━━━━━ DOCUMENT SECTION

“You need and you need and you need. You just drain people, Alice. What more do you want from me? I have nothing left to give.”
The words repeat in my head, like a looped photograph, I can see my mother’s face and hear her voice. Over and over.
I break people. It’s what I do. I need and I need and I need, and I drain people of all they have to give until they break.
I told Bea once early on that I break things. I told her I break people. She promised that I would not, could not break her. I reminded her again, as the teen became more and more present that I break people. I told her I was afraid I would break her. She promised again that I could not, would not break her.
I broke her. Last week, Wednesday, I lost my secure base, my soft place to land, my safe person.
I broke my therapist.
I am lost. My heart is breaking. I saw her on Monday, and things are not good. I hid behind a pillow, and then under my blanket, like I usually do. Only this time, I wasn’t hiding because we were talking about trauma memories and feelings that make me want to hide, I was hiding from Bea. Because she no longer feels safe.

━━━━━━━━━━
━━━━━ PROVIDED MATERIAL

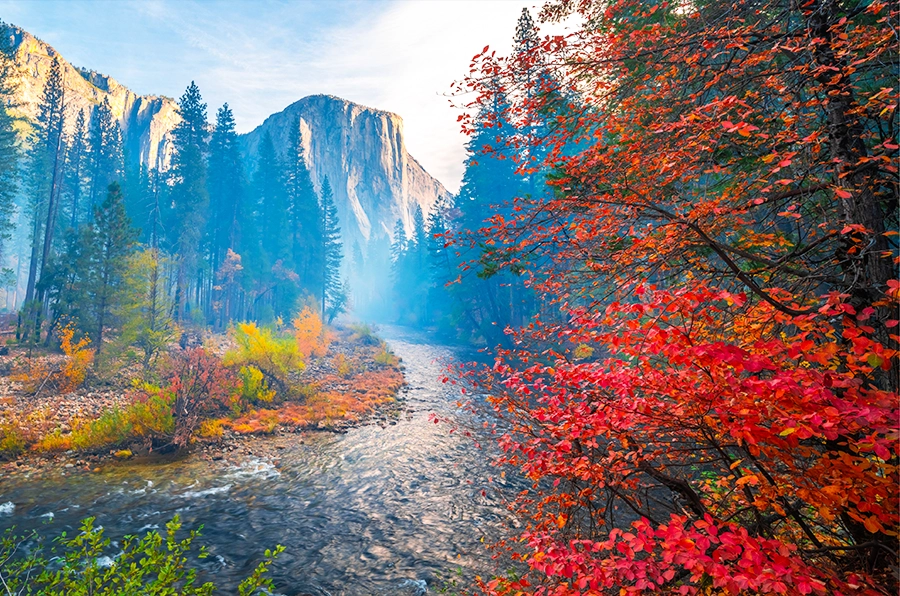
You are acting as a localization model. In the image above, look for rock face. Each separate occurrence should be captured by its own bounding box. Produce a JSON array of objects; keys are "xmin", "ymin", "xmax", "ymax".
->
[
  {"xmin": 242, "ymin": 95, "xmax": 448, "ymax": 247},
  {"xmin": 10, "ymin": 27, "xmax": 178, "ymax": 169},
  {"xmin": 11, "ymin": 27, "xmax": 447, "ymax": 249}
]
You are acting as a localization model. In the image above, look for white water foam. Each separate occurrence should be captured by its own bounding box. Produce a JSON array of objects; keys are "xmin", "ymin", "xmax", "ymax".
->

━━━━━━━━━━

▸ **PROMPT**: Write what comes next in the personal account about the therapist Bea, starting after its final sentence. The items come from a different source than the text.

▸ **TASK RESPONSE**:
She understands that Wednesday was bad. She knew before the session was even over that things had gone horribly wrong. She knows she messed up. She has assured me that I did not break her, that she can handle my stuff. She has apologized for it, owned it, and is willing and committed to repairing the relationship. She has suggested that I may need to get mad, to push her, to fight with her, to test her, time and again in order to find that sense of trust and safety again.
I don’t know if this can be repaired. I don’t know if I can trust her again. This was a bad one guys. The worst rupture we have had. In the past, Bea’s mistakes have all been about helping me– however misinformed– or her caring about me, or even about her lack of time (as in this past fall). Our ruptures have never been because of something I did, or needed, they have never been caused because she just plain couldn’t deal with me. THIS is different. And it is bad. Really bad and really painful.
I still can not write about broken Wednesday, or even about Monday. I don’t have words. I’m not in a good place right now.
I broke my therapist.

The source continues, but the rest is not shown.